EXERCISE BRIEF: This exercise needs all of the entries set down again, exactly as they read.

AVAILABLE RECORDS:
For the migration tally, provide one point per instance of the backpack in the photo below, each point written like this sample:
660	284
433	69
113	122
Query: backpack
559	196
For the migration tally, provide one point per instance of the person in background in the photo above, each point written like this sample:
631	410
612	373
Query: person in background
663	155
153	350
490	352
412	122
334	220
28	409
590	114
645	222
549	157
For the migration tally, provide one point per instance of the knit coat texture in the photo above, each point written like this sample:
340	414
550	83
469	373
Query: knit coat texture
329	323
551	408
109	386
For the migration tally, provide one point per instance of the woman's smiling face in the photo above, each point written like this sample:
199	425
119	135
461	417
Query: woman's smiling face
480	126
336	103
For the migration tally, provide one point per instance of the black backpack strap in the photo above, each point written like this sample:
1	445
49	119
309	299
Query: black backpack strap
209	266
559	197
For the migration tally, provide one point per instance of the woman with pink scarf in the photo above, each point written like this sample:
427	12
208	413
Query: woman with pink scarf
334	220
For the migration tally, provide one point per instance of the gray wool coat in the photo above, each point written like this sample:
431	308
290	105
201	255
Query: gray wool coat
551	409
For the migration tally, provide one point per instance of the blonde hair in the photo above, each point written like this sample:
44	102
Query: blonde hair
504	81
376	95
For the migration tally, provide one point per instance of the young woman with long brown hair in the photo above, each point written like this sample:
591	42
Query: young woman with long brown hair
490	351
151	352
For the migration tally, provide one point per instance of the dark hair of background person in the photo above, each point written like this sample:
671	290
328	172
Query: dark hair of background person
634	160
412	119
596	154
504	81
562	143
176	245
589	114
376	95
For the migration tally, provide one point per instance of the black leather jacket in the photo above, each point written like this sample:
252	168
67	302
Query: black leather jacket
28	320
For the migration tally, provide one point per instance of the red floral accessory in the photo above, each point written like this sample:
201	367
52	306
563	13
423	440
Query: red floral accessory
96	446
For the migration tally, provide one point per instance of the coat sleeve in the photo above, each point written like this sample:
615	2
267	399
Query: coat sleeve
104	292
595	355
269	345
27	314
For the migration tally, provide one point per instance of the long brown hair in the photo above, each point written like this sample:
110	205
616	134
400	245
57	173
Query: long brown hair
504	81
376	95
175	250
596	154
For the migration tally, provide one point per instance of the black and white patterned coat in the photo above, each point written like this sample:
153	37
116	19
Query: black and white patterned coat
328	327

ANSWER AREA:
For the migration tally, provide one point per instance of the backpack in the photo below, each point written like this sample:
660	284
433	69
113	122
Query: backpack
559	196
For the migration tally, provide one point per instance of the person in background in the photo above, each point written like this sample:
631	410
612	373
Query: person in background
663	155
153	350
490	352
412	122
334	220
28	409
590	114
645	222
549	157
For the migration tally, provide one point per instance of the knit coat texture in the photo above, each point written like this sample:
340	414
550	83
469	373
Query: knit coat texture
329	323
551	408
109	386
For the migration tally, provide one point per instance of the woman's smiling face in the photo above, each point written like this sample:
199	425
119	135
461	417
Query: woman's smiling face
480	126
336	103
For the migration tally, provide one point per instance of the black backpack strap in the photo above, each point written like this sample:
1	445
49	119
309	299
Query: black backpack strap
209	266
559	197
For the migration tally, provide one point per instance of the woman with pink scarf in the photo above, each point written like this sample:
427	12
208	413
Query: woman with pink scarf
334	220
For the migration tally, provide one point per instance of the gray wool coat in the photo above, each point written like this sample:
431	308
290	105
201	255
Query: gray wool coat
551	409
For the migration tally, provide one point per instance of the blonde hair in the photo above, each point written like this sample:
44	102
Query: blonde hair
504	81
376	95
For the migration tally, provide one point per instance of the young woman with long brown hair in the photo above, each point written like this sample:
591	42
Query: young woman with long brown hair
490	351
151	352
For the migration tally, provide one point per instance of the dark hair of background person in the photo above, each point written like this sample:
671	290
328	172
Query: dark hair of background person
634	160
412	119
596	154
504	81
562	143
176	245
589	114
376	95
For the migration tally, provide one point per instance of the black leather jacket in the photo above, each point written like this sample:
252	168
67	302
Query: black leather jacket
28	320
For the migration tally, provide one point per instance of the red floral accessory in the photo above, each point written like this sample:
201	367
52	306
563	13
423	440
Query: red floral accessory
96	446
For the migration tally, provide one point per instance of the coat sleeve in the photo above, each point written like this sample:
615	2
267	399
Query: coat sleeve
104	292
595	355
269	345
27	314
For the migration tally, provide one point per instance of the long brown hair in the photo above, each point written like this sample:
110	205
616	134
400	245
57	173
Query: long brown hair
504	81
376	95
175	250
596	154
For the migration tally, provide one point per instance of the black and white patterned coat in the photo above, each point written like this sample:
153	37
116	19
Query: black and white patterned coat
328	327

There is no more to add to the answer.